GOAL:
Reproduce, word for word, the entries below from the line containing "An accessibility tool is trying to find the pen" through the line containing "[552,375,618,452]", both of those lines included.

DATASET ROWS:

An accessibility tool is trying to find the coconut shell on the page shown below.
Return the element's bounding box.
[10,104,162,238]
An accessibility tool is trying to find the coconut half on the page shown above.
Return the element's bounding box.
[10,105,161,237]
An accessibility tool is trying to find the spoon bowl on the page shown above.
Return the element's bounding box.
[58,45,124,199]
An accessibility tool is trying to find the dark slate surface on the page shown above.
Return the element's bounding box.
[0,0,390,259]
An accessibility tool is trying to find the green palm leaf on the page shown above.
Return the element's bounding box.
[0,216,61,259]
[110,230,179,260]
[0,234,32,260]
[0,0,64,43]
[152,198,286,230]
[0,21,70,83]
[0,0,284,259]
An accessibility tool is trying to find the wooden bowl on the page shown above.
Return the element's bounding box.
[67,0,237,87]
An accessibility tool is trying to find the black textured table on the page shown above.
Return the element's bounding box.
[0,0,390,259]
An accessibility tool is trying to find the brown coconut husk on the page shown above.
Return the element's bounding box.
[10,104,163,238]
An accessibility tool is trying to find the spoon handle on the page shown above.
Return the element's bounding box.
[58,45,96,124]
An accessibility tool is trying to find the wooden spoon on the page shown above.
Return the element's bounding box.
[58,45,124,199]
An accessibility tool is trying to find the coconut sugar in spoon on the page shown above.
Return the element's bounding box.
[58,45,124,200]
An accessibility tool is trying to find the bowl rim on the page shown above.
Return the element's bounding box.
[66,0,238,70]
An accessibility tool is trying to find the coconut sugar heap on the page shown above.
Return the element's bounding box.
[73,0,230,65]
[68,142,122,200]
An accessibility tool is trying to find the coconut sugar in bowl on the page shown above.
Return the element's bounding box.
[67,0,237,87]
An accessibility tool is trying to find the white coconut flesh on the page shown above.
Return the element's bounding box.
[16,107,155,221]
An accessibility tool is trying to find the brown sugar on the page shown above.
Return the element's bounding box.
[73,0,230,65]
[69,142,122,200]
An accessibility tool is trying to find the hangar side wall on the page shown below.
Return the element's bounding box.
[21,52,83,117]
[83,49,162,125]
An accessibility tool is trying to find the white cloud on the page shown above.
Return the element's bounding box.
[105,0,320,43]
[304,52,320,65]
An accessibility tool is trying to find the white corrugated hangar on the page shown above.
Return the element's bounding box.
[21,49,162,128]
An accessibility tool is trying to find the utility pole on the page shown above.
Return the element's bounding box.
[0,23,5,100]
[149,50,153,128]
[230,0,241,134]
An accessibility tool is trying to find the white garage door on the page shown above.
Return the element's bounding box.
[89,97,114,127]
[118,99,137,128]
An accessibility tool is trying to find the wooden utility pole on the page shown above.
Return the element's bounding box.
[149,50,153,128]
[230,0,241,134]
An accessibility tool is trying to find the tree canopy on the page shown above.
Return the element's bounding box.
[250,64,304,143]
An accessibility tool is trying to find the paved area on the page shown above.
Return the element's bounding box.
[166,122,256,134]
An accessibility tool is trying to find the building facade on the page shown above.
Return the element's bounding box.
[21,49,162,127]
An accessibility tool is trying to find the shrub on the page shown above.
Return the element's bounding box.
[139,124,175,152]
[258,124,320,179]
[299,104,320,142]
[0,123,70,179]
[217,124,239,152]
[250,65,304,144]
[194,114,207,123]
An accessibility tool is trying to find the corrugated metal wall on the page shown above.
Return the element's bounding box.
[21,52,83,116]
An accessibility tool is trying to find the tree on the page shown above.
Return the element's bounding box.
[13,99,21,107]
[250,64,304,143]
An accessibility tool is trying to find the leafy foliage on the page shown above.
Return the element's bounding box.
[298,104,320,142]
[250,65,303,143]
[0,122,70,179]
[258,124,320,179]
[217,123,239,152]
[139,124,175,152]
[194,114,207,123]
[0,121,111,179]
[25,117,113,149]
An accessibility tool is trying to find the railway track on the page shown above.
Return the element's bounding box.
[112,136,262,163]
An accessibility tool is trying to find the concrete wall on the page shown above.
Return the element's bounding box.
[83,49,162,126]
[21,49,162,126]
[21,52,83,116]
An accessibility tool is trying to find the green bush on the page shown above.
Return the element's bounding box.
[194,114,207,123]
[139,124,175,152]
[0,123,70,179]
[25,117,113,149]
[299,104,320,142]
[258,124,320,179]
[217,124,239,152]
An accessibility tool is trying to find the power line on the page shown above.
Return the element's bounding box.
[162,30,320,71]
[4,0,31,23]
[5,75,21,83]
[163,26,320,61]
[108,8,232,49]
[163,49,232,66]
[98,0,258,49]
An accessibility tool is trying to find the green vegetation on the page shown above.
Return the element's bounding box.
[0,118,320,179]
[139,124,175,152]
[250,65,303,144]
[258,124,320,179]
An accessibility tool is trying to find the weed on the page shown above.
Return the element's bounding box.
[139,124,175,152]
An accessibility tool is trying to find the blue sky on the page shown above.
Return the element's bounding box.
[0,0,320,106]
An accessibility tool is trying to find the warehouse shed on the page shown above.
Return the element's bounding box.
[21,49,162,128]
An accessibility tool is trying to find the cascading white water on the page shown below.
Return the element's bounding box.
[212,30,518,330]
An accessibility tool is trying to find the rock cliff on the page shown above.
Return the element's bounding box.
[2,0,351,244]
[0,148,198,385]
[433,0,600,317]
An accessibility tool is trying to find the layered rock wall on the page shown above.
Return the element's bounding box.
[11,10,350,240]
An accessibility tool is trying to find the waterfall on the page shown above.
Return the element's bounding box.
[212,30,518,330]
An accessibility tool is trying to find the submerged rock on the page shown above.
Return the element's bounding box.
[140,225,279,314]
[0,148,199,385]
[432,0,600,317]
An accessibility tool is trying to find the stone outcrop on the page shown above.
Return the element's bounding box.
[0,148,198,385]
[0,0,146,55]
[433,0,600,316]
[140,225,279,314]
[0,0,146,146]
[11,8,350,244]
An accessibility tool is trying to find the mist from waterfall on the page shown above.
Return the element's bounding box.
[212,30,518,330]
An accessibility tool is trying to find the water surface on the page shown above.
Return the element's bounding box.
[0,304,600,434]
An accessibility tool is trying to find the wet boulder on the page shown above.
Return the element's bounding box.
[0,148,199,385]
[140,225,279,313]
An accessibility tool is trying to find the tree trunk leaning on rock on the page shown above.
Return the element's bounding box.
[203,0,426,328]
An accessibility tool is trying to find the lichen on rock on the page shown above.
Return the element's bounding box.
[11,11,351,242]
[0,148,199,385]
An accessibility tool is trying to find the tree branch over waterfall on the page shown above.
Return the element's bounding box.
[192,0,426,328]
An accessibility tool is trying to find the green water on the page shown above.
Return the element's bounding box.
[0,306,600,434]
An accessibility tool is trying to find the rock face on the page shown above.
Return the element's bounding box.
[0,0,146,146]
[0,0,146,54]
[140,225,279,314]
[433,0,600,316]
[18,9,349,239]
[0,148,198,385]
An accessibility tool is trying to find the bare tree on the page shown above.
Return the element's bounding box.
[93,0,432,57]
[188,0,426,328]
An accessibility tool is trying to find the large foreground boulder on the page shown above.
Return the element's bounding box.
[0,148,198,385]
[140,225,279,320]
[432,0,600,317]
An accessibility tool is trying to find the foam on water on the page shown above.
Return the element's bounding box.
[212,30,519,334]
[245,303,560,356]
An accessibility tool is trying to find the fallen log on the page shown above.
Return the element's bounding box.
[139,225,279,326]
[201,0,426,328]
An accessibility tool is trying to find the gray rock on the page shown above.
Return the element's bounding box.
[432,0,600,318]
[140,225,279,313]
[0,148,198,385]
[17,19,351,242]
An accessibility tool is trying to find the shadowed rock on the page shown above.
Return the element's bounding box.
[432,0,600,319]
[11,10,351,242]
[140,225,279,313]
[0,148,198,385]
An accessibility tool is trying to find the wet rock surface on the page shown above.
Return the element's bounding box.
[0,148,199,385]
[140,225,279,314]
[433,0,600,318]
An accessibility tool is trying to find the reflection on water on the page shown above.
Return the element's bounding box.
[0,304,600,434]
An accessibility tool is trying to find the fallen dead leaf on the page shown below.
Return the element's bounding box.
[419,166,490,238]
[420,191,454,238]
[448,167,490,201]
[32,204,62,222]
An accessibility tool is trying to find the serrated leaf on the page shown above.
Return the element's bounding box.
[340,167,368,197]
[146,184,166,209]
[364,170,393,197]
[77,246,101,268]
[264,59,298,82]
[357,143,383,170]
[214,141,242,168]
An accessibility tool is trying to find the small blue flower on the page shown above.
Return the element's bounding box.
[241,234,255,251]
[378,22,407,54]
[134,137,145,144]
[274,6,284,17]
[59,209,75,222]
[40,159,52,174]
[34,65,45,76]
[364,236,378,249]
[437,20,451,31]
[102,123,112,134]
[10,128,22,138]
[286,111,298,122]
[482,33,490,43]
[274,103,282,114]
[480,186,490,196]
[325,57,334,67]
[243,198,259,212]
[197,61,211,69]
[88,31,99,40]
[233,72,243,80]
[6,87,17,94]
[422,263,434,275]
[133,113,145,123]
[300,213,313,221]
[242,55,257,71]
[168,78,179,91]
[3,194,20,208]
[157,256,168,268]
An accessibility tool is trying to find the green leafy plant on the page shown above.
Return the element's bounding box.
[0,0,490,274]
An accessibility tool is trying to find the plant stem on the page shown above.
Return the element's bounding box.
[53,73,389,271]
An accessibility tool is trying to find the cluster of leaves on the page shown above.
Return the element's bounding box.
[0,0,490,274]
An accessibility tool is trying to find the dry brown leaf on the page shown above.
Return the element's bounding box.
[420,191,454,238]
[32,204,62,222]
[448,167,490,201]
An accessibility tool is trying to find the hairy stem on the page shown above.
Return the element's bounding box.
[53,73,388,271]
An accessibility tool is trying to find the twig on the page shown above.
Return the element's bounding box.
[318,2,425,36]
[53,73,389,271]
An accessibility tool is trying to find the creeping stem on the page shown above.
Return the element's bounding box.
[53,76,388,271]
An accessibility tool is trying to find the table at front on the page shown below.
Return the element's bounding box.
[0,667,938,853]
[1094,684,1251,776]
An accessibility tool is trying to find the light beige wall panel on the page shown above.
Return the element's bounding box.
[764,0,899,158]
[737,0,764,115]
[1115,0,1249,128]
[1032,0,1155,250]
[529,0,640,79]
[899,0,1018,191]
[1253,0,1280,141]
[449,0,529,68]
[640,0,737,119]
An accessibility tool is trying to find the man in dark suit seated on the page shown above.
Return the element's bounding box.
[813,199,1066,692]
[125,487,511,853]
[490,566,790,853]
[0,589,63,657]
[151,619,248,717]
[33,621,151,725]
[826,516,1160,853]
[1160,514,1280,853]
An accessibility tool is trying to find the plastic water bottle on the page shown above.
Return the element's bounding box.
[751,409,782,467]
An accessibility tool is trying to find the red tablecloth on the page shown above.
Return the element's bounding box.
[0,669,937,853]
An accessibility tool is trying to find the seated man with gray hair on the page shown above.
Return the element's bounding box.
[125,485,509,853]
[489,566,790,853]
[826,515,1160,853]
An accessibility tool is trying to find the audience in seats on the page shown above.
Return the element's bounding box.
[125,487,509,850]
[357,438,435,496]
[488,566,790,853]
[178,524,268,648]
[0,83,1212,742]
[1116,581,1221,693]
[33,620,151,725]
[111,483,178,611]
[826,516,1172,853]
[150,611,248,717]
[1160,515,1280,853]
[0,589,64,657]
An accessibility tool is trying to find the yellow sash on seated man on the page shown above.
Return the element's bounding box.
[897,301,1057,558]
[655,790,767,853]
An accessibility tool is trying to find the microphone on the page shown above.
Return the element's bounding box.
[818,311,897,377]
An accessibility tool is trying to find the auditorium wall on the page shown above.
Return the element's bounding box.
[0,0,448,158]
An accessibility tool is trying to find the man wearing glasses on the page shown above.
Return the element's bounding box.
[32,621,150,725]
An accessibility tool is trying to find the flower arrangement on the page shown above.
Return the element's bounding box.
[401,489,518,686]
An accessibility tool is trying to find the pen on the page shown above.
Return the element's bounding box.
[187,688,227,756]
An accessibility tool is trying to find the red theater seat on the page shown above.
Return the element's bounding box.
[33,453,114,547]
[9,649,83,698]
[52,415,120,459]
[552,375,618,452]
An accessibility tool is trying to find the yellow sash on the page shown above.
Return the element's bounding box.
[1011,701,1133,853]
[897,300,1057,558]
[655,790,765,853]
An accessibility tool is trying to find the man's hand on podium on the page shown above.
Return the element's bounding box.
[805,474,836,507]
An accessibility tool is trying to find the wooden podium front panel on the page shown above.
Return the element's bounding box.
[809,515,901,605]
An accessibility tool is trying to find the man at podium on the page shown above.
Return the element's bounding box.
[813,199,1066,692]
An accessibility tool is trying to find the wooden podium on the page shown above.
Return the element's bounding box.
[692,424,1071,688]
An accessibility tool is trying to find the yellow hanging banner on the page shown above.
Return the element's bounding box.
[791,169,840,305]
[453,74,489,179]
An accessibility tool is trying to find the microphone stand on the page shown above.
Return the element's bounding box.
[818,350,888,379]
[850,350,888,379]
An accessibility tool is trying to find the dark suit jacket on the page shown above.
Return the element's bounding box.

TASK ANSWER:
An accessibility tool is trying to find the pen on the page shown above.
Return the element's bounding box.
[187,688,227,756]
An accessibility tool is trying to find the red theater seat on the page shown above.
Return the element's bounding box.
[33,453,114,547]
[9,649,83,698]
[52,415,120,459]
[552,375,618,452]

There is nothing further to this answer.